* PROBLEM STATEMENT
Extract precisely the lines that run from the line containing "Every instance of the gold" to the end of the records below, with both ends included and pictures omitted.

* PROVIDED RECORDS

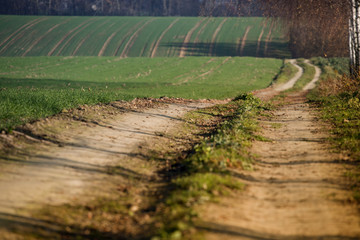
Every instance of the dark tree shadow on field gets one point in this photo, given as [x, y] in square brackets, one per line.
[251, 49]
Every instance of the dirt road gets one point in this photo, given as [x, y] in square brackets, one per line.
[85, 156]
[298, 187]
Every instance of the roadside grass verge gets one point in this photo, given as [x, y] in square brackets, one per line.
[287, 72]
[204, 174]
[339, 100]
[163, 209]
[38, 87]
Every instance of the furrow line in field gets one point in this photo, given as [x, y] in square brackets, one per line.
[21, 33]
[71, 37]
[108, 40]
[214, 68]
[259, 41]
[124, 38]
[86, 38]
[42, 37]
[268, 37]
[18, 30]
[132, 39]
[187, 38]
[243, 40]
[212, 45]
[186, 80]
[65, 36]
[196, 41]
[153, 52]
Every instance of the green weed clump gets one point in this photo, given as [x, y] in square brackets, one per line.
[287, 71]
[339, 99]
[205, 173]
[308, 75]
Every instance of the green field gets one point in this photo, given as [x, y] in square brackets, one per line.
[36, 87]
[140, 36]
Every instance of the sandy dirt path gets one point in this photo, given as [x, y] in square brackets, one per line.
[298, 187]
[60, 172]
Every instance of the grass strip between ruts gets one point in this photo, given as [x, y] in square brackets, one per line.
[204, 175]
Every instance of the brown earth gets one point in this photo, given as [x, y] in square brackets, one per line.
[81, 155]
[298, 188]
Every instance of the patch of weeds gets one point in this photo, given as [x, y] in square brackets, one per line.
[308, 75]
[287, 72]
[276, 125]
[339, 102]
[343, 112]
[203, 176]
[354, 178]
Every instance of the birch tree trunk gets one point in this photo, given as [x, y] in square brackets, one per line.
[354, 38]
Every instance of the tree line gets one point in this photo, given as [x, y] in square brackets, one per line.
[132, 7]
[314, 27]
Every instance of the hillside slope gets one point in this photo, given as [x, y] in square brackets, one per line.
[140, 36]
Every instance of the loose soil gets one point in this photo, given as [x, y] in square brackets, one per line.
[77, 156]
[298, 189]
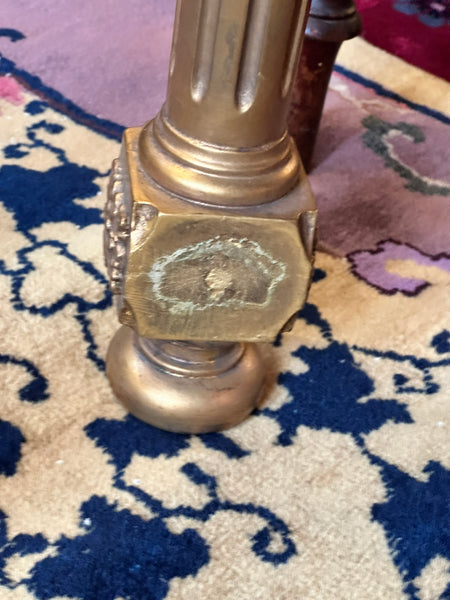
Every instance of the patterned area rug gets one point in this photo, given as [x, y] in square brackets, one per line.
[338, 487]
[416, 30]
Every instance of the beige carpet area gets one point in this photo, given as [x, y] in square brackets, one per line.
[338, 487]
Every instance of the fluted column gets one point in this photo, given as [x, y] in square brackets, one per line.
[232, 68]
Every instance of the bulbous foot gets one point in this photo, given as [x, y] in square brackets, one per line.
[185, 387]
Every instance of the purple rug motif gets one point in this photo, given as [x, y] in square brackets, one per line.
[337, 487]
[372, 267]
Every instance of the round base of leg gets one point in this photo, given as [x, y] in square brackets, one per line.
[180, 402]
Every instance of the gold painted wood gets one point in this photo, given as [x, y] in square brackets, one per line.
[210, 221]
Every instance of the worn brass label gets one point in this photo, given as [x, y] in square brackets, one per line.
[221, 271]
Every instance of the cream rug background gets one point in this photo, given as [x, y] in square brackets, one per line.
[338, 487]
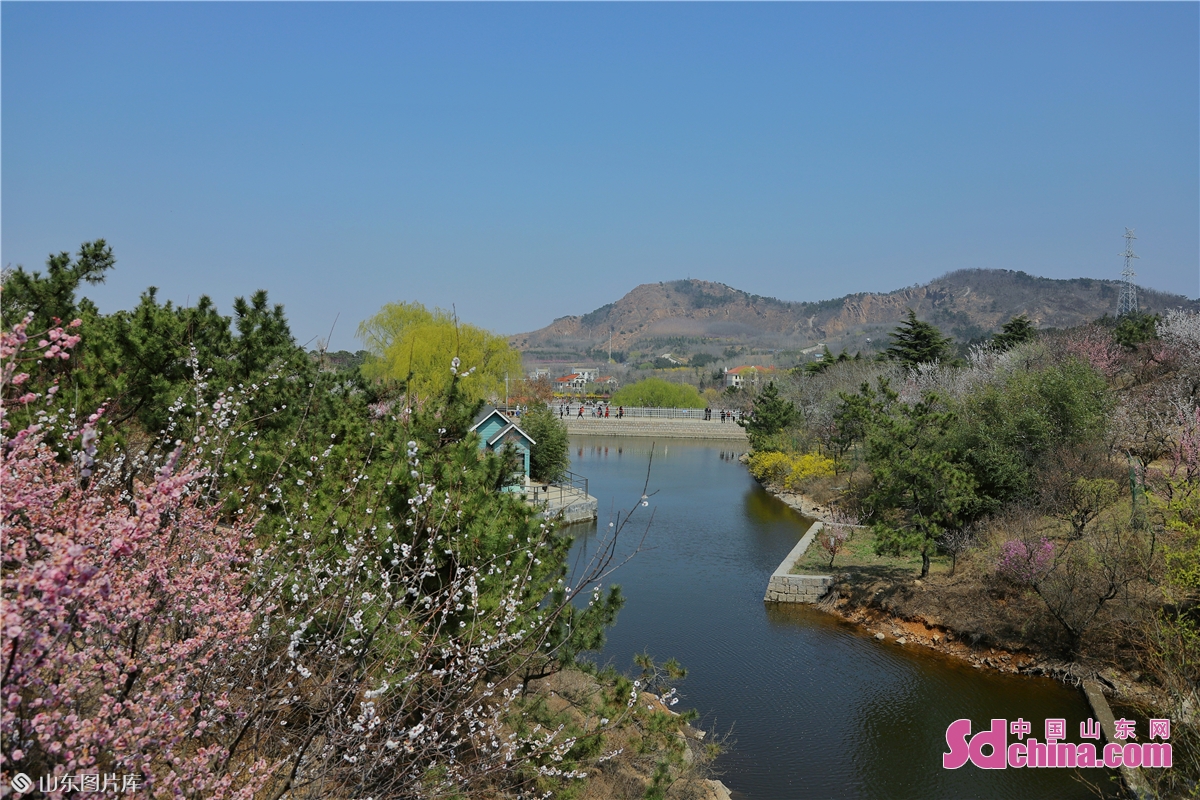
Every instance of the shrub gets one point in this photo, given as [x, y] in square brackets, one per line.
[787, 470]
[1025, 563]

* WRITTEN REPLY
Every instance of the gold painted wood gets one point in this photo, given as [x, y] in square brackets, one per line.
[210, 221]
Every instance of the worn brass label gets one point in this photo, given as [x, y] in square brackets, one per line.
[221, 271]
Every instance of the cream rug background gets one point in this photo, given as [x, y] in square brackets, one per line.
[338, 487]
Every instance of the shrub gets one point in this photo, given as [x, y] in square brackets, one per line.
[787, 470]
[1025, 563]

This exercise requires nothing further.